Pick up the personal account of going out at night to eat and chat with cousins and friends, and continue it from its last sentence.

EXTRACT TO READ:
##########
At first my parents didn't feel comfortable with this habit, but soon they didn't say anything, as long as I come back before 12. But when I was still a student, I seldom follow them, only during school holidays. Then during Chinese New Year, I will follow my cousins to eat satay and Malay's food at Kampung Seberang, which provides your various choices, I like to go there, it just too far from my house. I guess, this is what youth todays will do especially at night, and especially when they separated for so long and take this chance to be together and chit-chat about themselves.
##########
ENTRIES:
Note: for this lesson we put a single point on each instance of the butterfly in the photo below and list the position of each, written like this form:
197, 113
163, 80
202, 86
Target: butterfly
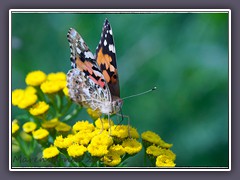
93, 81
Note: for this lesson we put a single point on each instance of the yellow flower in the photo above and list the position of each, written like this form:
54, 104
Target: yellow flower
50, 87
15, 126
50, 124
83, 126
50, 152
65, 91
39, 108
17, 96
111, 159
24, 98
163, 144
117, 149
64, 143
25, 136
151, 137
40, 134
131, 146
103, 123
56, 76
164, 161
94, 114
62, 127
97, 149
83, 137
29, 127
27, 100
153, 150
119, 131
30, 90
102, 139
35, 78
76, 150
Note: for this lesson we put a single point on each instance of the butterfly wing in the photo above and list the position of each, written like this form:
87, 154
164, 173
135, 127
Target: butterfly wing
85, 80
106, 59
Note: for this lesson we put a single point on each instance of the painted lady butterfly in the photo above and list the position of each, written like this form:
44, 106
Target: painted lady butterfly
93, 80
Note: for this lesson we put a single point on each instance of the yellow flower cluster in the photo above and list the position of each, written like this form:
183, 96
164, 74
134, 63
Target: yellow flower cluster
54, 83
35, 78
40, 134
28, 127
158, 149
50, 124
23, 98
15, 126
39, 108
50, 152
102, 142
98, 143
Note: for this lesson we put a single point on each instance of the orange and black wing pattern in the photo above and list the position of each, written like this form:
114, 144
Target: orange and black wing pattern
106, 59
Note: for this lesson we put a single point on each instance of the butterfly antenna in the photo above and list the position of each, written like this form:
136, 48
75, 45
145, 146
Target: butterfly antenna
145, 92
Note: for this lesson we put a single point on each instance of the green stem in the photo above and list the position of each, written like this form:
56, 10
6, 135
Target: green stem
66, 108
73, 114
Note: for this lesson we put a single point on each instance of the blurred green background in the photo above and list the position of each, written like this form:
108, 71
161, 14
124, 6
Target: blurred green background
185, 55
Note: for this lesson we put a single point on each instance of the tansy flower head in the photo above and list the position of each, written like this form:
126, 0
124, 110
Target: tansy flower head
83, 126
151, 137
28, 99
94, 114
50, 124
164, 161
29, 127
39, 108
50, 152
62, 127
97, 149
119, 131
59, 76
30, 90
15, 126
17, 96
117, 149
83, 137
131, 146
103, 123
26, 137
111, 159
102, 139
35, 78
40, 134
76, 150
63, 143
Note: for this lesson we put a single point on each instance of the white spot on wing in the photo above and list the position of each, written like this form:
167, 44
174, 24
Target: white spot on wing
111, 48
88, 54
78, 51
105, 42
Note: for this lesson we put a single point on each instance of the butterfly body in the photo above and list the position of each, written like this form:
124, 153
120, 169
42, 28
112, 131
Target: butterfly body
93, 80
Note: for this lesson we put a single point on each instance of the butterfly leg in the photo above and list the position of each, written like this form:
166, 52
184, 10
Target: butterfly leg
102, 125
109, 124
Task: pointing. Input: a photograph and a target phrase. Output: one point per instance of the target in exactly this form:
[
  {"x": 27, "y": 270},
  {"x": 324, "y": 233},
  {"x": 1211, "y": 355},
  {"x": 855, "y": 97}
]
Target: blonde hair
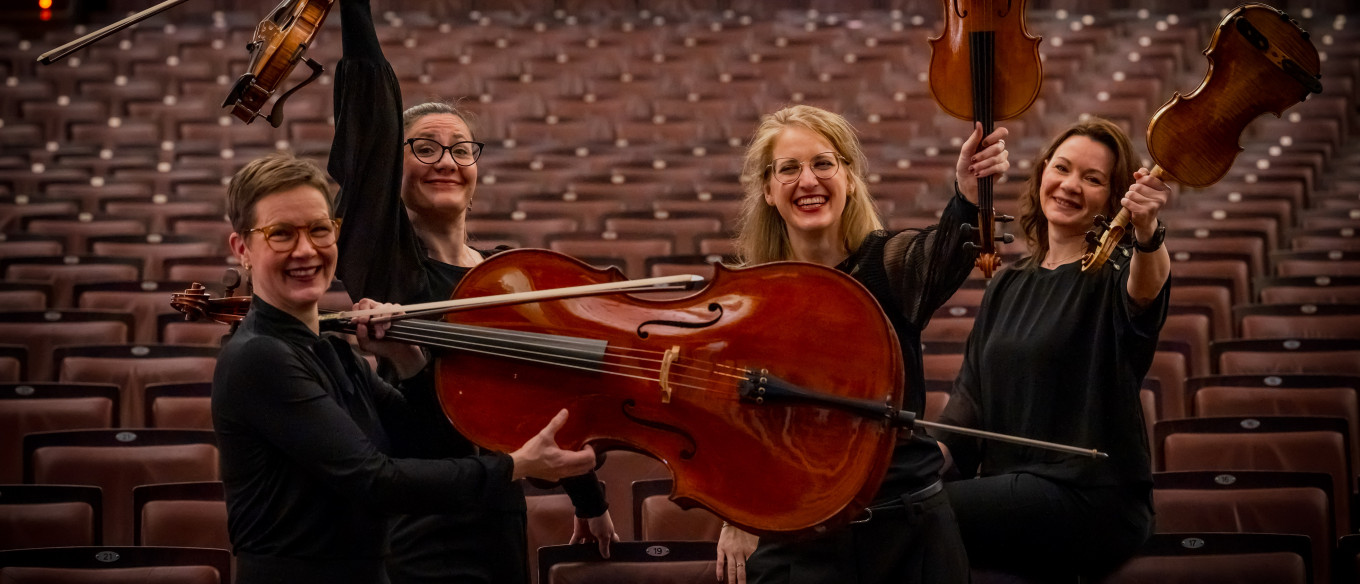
##########
RESPONSE FOR THIS EXERCISE:
This night, I made a record. I went to "lim teh" at Lake Park for FOUR hours! I don't know what the "tauke" feel as we sat there for that long, *laugh We chatted until 10pm then we went back. Fock Keong, the guy who are going to become Singaporean as he works there right now comes back to get this result, was asking for this gathering, and of cause, he is the one who paid, * LOL As he didn't come back at last Chinese New Year, sure we will spend time with him and chit-chat. Quite miss him because the visiting last time become a bit lame without his noisy sounds, *laugh But actually Kok Wei was the one who share the story most, about his life as a temporary teacher, and hearing stories about Siew Jing, our classmate and his colleague now. His experience will help him and me a lot, as both of us want to become a teacher, but it depends on God. I surrender to Him. Really have a nice chat tonight, until our parents called us and asked where we were, only Fock Keong didn't receive any call, just busy messaging, but still he share a bit of his work and life over there, but I think we just "ket" more than chit-chat. It really fun, until we didn't realize the time past so fast.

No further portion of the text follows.